Extend the Marleen Molenaar biography below, picking up after its final sentence.

* begin Selected excerpt *

Marleen Molenaar

Personal information
- Date of birth: 30 September 1962 (age 63)
- Position: Forward

College career
- Years: Team / Apps / (Gls)
- 1984: UC Santa Barbara Gauchos / 22 / (13)

International career
- 1989–1991: Netherlands / 16 / (1)

= Marleen Molenaar =

Retired Dutch footballer

Marleen Molenaar (born 30 September 1962) is a retired Dutch footballer who played as a forward and featured for the Netherlands women's national football team. She later oversaw Eredivisie clubs AZ Alkmaar and AFC Ajax, and won the league four times between the two clubs.

== Early life and education ==
Molenaar, of Laren, Netherlands, didn't start playing football until the age of 16 when in secondary school. Upon consultation with coaches from the Netherlands national team, she decided to play overseas to and continue her education, ultimately landing at the University of California, Santa Barbara in Spring 1984. While enrolled as a student, she played for the UC Santa Barbara Gauchos women's soccer team, where she played forward with future internationals Carin Jennings and Gina Cassella. Molenaar broke the school's record for assists in a season with 17 total en route to the 1984 NCAA Women's Soccer Tournament, the first time the Gauchos had appeared in the NCAA Division I Women's Soccer Championship. Upon completion of her freshman season, she appeared in 22 games for the Gauchos and scored 13 goals.

* end Selected excerpt *
* begin Extracted information *

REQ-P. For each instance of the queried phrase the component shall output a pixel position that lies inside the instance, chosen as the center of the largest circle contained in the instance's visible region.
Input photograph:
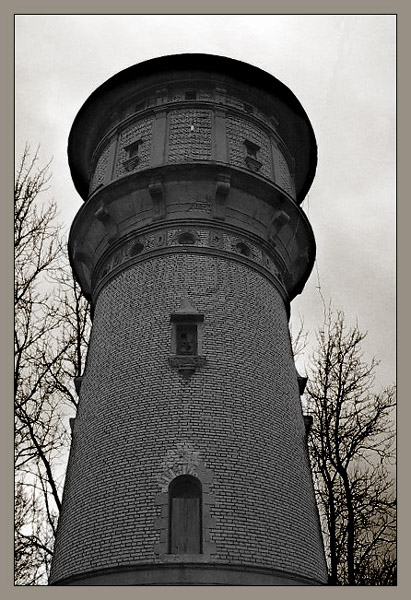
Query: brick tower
(188, 462)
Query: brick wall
(240, 414)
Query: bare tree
(351, 446)
(51, 329)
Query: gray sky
(341, 68)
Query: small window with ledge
(251, 158)
(133, 155)
(186, 339)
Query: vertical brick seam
(241, 413)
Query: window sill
(187, 365)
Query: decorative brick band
(186, 239)
(184, 459)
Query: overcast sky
(341, 68)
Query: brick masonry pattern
(186, 144)
(240, 414)
(239, 130)
(142, 130)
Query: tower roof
(270, 93)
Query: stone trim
(195, 572)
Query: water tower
(188, 463)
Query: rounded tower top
(253, 89)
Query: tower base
(188, 574)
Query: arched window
(185, 527)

* end Extracted information *

_Solved problem_:
== International career ==
Molenaar made her national team debut for Netherlands on 3 October 1989 in an international friendly against Belgium. She appeared in UEFA Women's Euro 1991 qualifying matches shortly thereafter. She scored her only international goal on 28 May 1991 in a friendly against the United States. Her last international appearance came later that year in October 1991 against Sweden.

== Post-playing career ==
Molenaar was named manager of AZ Alkmaar prior to the start of the 2007–08 Eredivisie season, the first for the league and club. Under her leadership, the club won the first three Eredivisie titles prior to leaving the club in July 2010.

AFC Ajax named Molenaar as their manager prior to their inaugural season in the 2012–13 BeNe League. She won the KNVB Women's Cup and another Eredivisie title before leaving the club in November 2017.

== Personal life ==
Molenaar's father, Cees Molenaar, was also a footballer who founded AZ Alkmaar with her uncle, Klaas Molenaar.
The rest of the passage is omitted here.